Entries supplied:
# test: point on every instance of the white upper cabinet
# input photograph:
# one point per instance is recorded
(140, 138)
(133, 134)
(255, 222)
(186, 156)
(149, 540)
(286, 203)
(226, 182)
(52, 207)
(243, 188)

---

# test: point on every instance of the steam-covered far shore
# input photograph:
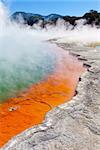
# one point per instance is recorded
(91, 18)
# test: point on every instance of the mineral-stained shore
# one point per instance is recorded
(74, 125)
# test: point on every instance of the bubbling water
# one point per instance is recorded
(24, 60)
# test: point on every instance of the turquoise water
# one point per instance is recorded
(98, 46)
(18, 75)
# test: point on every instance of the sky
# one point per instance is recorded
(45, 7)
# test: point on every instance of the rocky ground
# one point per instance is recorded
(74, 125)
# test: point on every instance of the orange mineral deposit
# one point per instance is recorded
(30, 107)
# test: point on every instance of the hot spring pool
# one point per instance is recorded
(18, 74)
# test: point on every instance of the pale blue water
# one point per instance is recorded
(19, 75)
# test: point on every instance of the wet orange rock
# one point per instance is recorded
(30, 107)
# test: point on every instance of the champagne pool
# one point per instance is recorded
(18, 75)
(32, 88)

Action item: Look through the entries above, find each line containing "every", and copy it.

Result of this task:
# test: point on every instance of the white upper cabinet
# test: point on every instance of the steam-covered far shore
# test: point on every instance of the mineral-stained shore
# test: point on every instance of the bubbling water
# test: point on every instance of the turquoise water
# test: point on every instance of the sky
# test: point on every instance of the rocky ground
# test: point on every instance of the orange mineral deposit
# test: point on every instance of the hot spring pool
# test: point on every instance of the pale blue water
# test: point on every instance of the wet orange rock
# test: point on every instance of the champagne pool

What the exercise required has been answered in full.